● EXCERPT PROVIDED
==*==

“Innovation” is the hottest buzzword in business. But what if our obsession with finding the next big thing has distracted us from the work that matters most?

“The most important book I’ve read in a long time . . . It explains so much about what is wrong with our technology, our economy, and the world, and gives a simple recipe for how to fix it: Focus on understanding what it takes for your products and services to last.”—Tim O’Reilly, founder of O’Reilly Media 

It’s hard to avoid innovation these days. Nearly every product gets marketed as being disruptive, whether it’s genuinely a new invention or just a new toothbrush. But in this manifesto on thestate of American work, historians of technology Lee Vinsel and Andrew L. Russell argue that our way of thinking about and pursuing innovation has made us poorer, less safe, and—ironically—less innovative. 
 
Drawing on years of original research and reporting, The Innovation Delusion shows how the ideology of change for its own sake has proved a disaster. Corporations have spent millions hiring chief innovation officers while their core businesses tank. Computer science programs have drilled their students on programming and design, even though theoverwhelming majority of jobs are in IT and maintenance. In countless cities, suburban sprawl has left local governments with loads of deferred repairs that they can’t afford to fix. And sometimes innovation even kills—like in 2018 when a Miami bridge hailed for its innovative design collapsed onto  a highway and killed six people.

==*==

● DATA LISTING
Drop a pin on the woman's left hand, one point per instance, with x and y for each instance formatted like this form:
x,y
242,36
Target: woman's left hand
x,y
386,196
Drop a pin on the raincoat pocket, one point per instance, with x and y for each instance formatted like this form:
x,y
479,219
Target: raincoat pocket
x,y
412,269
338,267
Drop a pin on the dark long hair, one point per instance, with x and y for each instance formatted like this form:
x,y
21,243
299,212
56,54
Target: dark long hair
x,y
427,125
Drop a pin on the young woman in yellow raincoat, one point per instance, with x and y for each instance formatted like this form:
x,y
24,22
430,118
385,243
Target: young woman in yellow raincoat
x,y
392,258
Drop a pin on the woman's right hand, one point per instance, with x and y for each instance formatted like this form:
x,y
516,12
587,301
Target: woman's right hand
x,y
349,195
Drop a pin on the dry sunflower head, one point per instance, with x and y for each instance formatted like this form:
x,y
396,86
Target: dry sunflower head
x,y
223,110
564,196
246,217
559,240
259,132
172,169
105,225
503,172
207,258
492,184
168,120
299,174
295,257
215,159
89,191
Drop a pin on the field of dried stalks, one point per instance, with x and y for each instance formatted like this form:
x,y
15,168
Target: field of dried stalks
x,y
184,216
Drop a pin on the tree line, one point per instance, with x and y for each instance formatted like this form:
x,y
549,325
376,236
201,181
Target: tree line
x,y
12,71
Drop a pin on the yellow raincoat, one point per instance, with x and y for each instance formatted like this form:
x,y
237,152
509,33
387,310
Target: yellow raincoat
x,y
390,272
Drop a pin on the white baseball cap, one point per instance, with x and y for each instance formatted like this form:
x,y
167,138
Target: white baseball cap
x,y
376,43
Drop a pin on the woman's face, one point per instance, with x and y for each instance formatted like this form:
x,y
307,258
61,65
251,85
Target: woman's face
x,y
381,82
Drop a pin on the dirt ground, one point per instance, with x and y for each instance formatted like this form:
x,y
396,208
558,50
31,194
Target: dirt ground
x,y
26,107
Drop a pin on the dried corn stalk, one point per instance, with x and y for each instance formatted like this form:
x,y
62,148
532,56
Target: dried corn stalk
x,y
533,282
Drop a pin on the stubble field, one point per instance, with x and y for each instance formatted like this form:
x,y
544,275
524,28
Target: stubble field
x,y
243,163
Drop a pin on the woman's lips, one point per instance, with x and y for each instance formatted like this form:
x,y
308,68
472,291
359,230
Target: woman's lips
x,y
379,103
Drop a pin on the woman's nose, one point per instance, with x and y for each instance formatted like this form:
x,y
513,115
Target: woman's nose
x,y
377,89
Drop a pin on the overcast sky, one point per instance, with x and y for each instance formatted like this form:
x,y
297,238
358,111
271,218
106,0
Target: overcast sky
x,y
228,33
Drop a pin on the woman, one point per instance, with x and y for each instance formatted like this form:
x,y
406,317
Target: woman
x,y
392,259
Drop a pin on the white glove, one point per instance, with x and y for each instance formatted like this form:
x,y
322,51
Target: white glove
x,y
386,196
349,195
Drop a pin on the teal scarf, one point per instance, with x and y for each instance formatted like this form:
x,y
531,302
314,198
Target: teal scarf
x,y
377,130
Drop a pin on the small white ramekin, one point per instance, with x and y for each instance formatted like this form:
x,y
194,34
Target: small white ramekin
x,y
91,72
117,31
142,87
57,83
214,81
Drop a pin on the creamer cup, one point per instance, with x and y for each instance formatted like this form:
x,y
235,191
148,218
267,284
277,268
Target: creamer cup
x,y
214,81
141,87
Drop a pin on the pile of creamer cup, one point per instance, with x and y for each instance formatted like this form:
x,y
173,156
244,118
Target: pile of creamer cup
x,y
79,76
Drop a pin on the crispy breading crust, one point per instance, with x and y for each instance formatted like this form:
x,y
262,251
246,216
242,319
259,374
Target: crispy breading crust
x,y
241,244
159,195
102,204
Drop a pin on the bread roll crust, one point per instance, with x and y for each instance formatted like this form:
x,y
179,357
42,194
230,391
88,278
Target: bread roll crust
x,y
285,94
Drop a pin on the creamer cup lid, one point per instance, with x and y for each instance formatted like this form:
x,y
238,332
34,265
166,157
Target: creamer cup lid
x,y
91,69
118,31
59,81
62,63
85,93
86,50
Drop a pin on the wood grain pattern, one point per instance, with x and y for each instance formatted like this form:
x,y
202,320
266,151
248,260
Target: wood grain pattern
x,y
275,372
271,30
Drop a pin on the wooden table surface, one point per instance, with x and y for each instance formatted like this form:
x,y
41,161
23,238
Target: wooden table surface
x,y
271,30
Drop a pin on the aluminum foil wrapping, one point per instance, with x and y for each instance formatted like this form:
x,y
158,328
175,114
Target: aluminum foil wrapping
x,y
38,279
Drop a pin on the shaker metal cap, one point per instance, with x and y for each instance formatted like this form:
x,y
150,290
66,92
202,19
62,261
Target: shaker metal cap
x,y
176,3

==*==

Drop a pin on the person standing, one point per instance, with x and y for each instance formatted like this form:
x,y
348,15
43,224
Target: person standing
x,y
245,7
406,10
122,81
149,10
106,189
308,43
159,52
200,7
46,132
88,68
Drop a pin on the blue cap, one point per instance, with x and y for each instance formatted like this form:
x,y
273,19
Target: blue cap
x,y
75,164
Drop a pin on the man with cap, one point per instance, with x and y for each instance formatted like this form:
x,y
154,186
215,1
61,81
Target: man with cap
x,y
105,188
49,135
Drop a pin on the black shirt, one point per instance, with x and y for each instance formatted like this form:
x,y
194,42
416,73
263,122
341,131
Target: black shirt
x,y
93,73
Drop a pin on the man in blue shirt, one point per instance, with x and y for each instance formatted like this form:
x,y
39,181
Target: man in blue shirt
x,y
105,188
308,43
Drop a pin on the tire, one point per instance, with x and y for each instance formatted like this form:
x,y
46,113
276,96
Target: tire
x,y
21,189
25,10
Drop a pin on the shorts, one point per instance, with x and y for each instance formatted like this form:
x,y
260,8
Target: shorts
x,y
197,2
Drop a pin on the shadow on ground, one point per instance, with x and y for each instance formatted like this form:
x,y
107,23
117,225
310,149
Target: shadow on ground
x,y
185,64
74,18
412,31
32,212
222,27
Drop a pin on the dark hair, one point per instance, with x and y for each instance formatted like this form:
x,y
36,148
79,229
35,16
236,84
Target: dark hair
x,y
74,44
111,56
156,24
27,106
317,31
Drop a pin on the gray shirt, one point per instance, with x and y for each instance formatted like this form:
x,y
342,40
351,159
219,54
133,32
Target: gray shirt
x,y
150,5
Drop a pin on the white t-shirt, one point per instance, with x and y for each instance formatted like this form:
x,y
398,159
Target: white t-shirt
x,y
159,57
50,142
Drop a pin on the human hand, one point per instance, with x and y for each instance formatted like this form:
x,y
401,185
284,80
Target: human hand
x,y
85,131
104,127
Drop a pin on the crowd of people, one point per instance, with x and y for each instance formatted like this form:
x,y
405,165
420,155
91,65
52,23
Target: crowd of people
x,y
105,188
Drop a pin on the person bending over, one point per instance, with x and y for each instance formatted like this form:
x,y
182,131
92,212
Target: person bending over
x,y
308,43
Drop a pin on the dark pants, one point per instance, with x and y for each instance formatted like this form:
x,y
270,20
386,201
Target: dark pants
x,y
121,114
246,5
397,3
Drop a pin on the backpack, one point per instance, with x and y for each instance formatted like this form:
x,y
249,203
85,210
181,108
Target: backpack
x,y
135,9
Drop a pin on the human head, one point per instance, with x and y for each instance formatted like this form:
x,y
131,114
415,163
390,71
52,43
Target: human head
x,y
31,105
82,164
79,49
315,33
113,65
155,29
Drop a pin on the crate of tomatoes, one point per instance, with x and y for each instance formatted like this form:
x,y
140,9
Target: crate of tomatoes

==*==

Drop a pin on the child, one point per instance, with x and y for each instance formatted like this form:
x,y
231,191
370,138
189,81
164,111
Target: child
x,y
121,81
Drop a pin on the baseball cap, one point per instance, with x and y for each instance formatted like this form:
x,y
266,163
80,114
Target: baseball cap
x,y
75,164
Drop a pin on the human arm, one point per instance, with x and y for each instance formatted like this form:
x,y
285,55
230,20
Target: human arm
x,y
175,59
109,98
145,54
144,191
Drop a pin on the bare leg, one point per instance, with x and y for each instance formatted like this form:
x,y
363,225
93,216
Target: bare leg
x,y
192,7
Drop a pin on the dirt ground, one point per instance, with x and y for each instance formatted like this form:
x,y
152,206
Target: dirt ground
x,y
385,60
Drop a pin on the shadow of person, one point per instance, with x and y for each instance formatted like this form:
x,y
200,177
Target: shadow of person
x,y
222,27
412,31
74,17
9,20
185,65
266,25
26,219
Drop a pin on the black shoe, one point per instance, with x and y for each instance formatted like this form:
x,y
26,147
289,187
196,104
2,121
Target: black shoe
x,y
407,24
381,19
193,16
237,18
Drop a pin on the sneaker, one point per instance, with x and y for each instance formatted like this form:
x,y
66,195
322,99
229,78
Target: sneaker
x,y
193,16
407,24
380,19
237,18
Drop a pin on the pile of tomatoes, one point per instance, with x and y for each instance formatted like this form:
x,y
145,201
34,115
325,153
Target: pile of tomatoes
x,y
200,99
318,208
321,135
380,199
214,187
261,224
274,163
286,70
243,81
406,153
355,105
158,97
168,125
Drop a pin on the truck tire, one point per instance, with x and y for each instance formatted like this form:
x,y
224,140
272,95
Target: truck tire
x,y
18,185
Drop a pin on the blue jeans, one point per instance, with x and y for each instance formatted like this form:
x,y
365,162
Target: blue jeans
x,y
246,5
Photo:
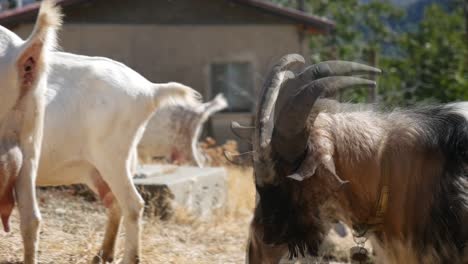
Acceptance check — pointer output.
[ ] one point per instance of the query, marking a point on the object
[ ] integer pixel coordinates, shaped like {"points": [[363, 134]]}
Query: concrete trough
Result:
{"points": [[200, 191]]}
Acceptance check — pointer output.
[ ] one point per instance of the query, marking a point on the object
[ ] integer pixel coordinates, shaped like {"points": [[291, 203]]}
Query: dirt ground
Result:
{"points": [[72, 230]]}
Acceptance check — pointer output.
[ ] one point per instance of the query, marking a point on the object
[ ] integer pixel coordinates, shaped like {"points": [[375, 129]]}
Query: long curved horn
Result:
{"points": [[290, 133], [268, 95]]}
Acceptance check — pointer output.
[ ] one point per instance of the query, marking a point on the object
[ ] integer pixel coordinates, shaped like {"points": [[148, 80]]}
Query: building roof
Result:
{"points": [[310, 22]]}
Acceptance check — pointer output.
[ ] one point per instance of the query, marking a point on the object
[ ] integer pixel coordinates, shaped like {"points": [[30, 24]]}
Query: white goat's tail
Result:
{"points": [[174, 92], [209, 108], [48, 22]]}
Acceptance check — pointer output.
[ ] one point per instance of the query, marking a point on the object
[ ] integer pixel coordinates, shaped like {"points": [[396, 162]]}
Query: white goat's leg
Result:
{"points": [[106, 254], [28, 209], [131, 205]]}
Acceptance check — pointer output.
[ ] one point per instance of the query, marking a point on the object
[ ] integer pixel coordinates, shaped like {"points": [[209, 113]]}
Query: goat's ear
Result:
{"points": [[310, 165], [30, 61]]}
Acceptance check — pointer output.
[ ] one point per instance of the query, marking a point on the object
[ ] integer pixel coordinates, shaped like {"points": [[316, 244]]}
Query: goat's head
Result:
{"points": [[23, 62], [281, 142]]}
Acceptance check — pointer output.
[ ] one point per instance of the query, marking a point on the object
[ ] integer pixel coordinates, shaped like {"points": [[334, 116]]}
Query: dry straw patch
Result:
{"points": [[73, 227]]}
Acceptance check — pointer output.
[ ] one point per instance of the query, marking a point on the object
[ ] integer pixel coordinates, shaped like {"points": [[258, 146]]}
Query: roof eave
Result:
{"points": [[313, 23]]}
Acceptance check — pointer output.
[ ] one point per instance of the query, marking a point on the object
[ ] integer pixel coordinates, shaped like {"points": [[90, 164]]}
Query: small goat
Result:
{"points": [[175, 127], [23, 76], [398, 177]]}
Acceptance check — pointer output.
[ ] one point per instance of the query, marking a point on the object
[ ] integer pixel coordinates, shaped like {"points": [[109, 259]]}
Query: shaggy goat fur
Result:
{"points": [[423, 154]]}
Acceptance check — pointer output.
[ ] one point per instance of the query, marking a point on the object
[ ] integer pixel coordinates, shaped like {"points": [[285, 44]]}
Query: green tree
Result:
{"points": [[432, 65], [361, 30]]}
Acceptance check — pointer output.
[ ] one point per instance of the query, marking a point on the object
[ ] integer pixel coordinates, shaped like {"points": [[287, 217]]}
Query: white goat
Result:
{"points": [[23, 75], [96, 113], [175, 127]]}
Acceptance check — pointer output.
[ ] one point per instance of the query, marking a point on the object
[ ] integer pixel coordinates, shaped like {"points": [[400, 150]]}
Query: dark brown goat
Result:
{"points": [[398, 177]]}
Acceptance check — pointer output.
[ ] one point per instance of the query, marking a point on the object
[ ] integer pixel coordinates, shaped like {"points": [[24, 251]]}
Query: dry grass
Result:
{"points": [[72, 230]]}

==*==

● ACTIVITY LIST
- 1) Reproduce the passage of the innovation text from "Drawing on years" up to and including "killed six people.".
- 2) Answer these questions using the innovation text.
(a) According to the quote, who is Tim O'Reilly?
(b) How are Lee Vinsel and Andrew L. Russell described?
(c) How many people died when the Miami bridge collapsed in 2018?
- 3) Pick up the text on innovation after its last sentence and keep writing it.

● ANSWERS TO EACH TASK
- 1)
Drawing on years of original research and reporting, The Innovation Delusion shows how the ideology of change for its own sake has proved a disaster. Corporations have spent millions hiring chief innovation officers while their core businesses tank. Computer science programs have drilled their students on programming and design, even though theoverwhelming majority of jobs are in IT and maintenance. In countless cities, suburban sprawl has left local governments with loads of deferred repairs that they can’t afford to fix. And sometimes innovation even kills—like in 2018 when a Miami bridge hailed for its innovative design collapsed onto  a highway and killed six people.

- 2)
(a) The founder of O'Reilly Media.
(b) As historians of technology.
(c) Six people.

- 3)
In this provocative, deeply researched book, Vinsel and Russell tell the story of how we devalued the work that underpins modern life—and, in doing so, wrecked our economy and public infrastructure while lining the pockets of consultants who combine the ego of Silicon Valley with the worst of Wall Street’s greed. The authors offer a compelling plan for how we can shift our focus away from the pursuit of growth at all costs, and back toward neglected activities like maintenance, care, and upkeep.
 
For anyone concerned by the crumbling state of our roads and bridges or the direction our economy is headed, The Innovation Delusion is a deeply necessary reevaluation of a trend we can still disrupt.
“The authors’ most emphatic recommendations involve talent—and our perception of it. When we overvalue innovation, they say, we forget that the vast majority of engineers will wind up maintaining existing systems, not coming up with the next Facebook. While we revere and reward data scientists and algorithm developers, we overlook the humble IT workers who keep our networks humming. . . . A rebalancing of our priorities is in order, Messrs. Vinsel and Russell contend. . . . [The] authors’ emphasis on maintenance resonates, and their take-down of innovation theater feels well-deserved.”The Wall Street Journal

“[Challenges] us to ask an urgent question: what if we invested as much in maintenance, care, and upkeep as we do in growth, change, and disruption?”—Adam Grant, “The Fall Idea Books to Teach You Something New”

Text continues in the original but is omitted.